In the text on treating Legg-Perthes disease in dogs, list the measures that its final paragraph calls critical to a dog's recovery from hip surgery.

## EXERCISE TEXT:

○ ○ ○ ○ ○ ○ ○

Surgical treatment has a much higher rate of success than does medical management alone. In most cases, surgery ultimately will be necessary as the disease progresses, even if non-surgical approaches are tried first. The most common surgical procedure is a femoral head and neck ostectomy (FHO), also sometimes called a femoral head and neck excision (FHNE). This involves surgically removing the head and usually the neck of the long upper thigh bone (the femur) that, together with the pelvis and surrounding cartilage, forms the hip joint. The procedure basically allows a "false joint" to form from fibrous tissue, granulation tissue and other scar tissues that fill in and replace the removed ball-and-socket joint of the affected dog's hip.
A total hip replacement is another surgical option. This procedure in dogs, as in people, involves removing the entire damaged joint and replacing it with an artificial femoral head and pelvic hip joint socket. This is usually reserved for the uncommon large dog that is affected by Legg-Perthes disease. The procedure requires tremendous technical skill by the surgeon and should only be performed by a veterinarian who specializes in complicated orthopedic surgeries. The recovery time and expense of a total hip replacement are prohibitive to many owners, as well.
Use of a non-weight-bearing sling, sometimes called an Ehmer sling, reportedly allowed one dog's damaged femoral head and neck to remodel sufficiently without surgical intervention. However, this is highly controversial and is not considered to be a reliable treatment option by most veterinary orthopedic specialists.
Post-operative bandaging, cold-packing the affected site (cryotherapy) and activity restriction are all critical to a dog's recovery from hip surgery. Physical therapy is particularly important to rehabilitating the affected limb, sometimes including early limited weight-bearing exercises, depending upon the advice of the surgeon and other rehabilitation professionals. Small lead weights may be attached above the hock joint as "anklets" to encourage leg use, once exercise becomes safe and appropriate. Physical range-of-motion exercises are often part of the physical therapy protocol, as are swimming and other water exercises. Owners must manage their dogs' diet carefully to prevent obesity, which can put enormous stress on the hip joints.

○ ○ ○ ○ ○ ○ ○

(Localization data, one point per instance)
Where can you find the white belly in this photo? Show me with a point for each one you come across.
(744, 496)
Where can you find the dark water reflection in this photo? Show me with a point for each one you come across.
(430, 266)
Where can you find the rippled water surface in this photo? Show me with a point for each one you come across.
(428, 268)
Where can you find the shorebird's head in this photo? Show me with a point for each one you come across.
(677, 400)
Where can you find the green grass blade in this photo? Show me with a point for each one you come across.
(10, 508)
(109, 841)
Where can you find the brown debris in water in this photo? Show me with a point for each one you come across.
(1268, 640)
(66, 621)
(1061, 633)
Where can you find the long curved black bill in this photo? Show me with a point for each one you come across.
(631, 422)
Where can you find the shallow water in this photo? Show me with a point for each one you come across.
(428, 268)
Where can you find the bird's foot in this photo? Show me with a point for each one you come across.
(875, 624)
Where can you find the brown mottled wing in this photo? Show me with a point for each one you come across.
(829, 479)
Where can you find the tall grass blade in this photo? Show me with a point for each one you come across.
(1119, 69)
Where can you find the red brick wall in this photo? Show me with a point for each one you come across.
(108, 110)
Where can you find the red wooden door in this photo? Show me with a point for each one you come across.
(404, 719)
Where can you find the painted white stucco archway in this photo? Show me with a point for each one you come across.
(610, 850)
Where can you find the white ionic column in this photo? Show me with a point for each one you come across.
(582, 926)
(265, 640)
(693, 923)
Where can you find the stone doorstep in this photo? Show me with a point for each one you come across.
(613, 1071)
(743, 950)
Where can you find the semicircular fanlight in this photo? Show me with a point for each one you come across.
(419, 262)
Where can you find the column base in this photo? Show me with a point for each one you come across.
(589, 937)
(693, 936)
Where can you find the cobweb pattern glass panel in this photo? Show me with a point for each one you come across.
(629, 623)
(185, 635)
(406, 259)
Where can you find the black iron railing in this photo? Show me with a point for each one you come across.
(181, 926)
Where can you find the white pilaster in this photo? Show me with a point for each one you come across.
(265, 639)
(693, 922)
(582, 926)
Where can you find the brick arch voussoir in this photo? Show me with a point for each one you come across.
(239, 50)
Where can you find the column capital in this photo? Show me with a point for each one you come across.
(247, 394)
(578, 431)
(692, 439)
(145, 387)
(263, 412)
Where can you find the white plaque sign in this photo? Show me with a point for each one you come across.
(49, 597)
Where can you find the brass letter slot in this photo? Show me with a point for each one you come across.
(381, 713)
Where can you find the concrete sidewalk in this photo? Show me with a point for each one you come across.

○ ○ ○ ○ ○ ○ ○

## EXERCISE OUTPUT:
- Post-operative bandaging
- Cold-packing the affected site (cryotherapy)
- Activity restriction